課題の内容:
1. 雷蔵について書かれた文章をもとに、次の問いに答えてください。
(a) 忍者ブームを作ったとされる雷蔵の作品群は何ですか。
(b) 修学旅行中の中学生について、どんなニュースがあったと書かれていますか。
(c) 雷蔵の本名は何ですか。
2. 雷蔵について書かれた文章の続きを、最後の文の後から書き進めてください。

提示文:
節度のある男

雷蔵は現代の多くの俳優と違って、良識の士で、その考え方も、どちらかといえば古風なくらいに節度がある。大分前にチャンバラの殺人場面の青少年に与える悪影響について、真剣に憂慮していたのを見たが、最近はまた忍者ブームで、どこかの中学生が修学旅行に京都に来ている時に忍者ごっこをしていて、旅館の屋上から落ちて死んだなどというニュースもあり、「忍びの者」の一連の作品で、このブームを作った御本人としては、心平らかならざるものがあろうと推察される。

雷蔵の思想と、その良識を知る上に格好の材料がある。それは彼の後援会の発行になる「よし哉」というパンフレット(よし哉は彼の本名。太田吉哉)に載せた、彼の感想文である。これは冒頭に触れた豪華な結婚披露の直後、アメリカへ新婚旅行をした、その帰朝談でもある。

提示資料:
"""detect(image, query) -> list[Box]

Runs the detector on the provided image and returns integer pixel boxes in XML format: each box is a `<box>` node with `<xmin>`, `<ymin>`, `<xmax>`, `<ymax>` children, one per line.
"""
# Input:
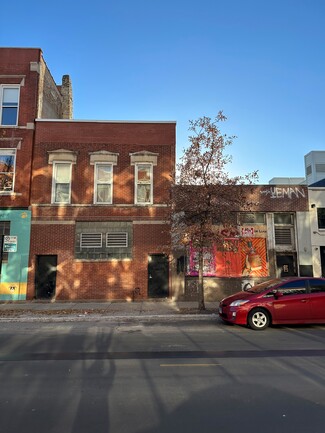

解答:
1.
(a) 「忍びの者」の一連の作品
(b) 京都に修学旅行に来ていた中学生が忍者ごっこをしていて、旅館の屋上から落ちて死んだというニュース
(c) 太田吉哉

2.
−(前略)これだけ国内だけで判断して、それほど気にもとまらず、何となく黙認してきたような事柄でも、一たび国際的な見地から眺める時、まことに空恐ろしいものがあると切実に感じたのでした。いって見れば世界の中における日本、ないしは日本国民のあり方、即ち日本人の考え方なり行いが、いかにあるべきかという問題を痛切に考えさせられたのです。いうまでもなく日本は二千年の歴史と伝統につちかわれた国であり、アメリカはまだ二百年たらずの歴史しか持っていません。ですからアメリカに比べて日本にこそ幾多の優れた美点があってしかるべきであり、ある意味では私もそれを認め、かつ誇りとしています。しかし少なくとも現代二十世紀後半の地球上に生きている国民としては、まことに残念ながら日本人を一流国民と認めることが出来ないのではないかという結論に達せずにはいられない、いろいろのことに出くわして来たのです。

まずアメリカにおける日本ブームということは、これまで幾度となく新聞やニュース等で伝えられて来ましたが、今度の旅行でこの言葉も日本はすばらしい国だ、日本人は優れた国民だということを意味しているのではないことを、はっきりと知ることが出来ました。それは単に日本のある種の製品や家具類があちらの装飾的なデザインの中に取り入れられていることを言っているに過ぎないのです。私の行ったアメリカの代表的な大都市、即ちニューヨーク、サンフランシスコ、ロスアンゼルスなどの何処にも、それ以外に日本ブームを感じさせるものは何一つとして見当りませんでした。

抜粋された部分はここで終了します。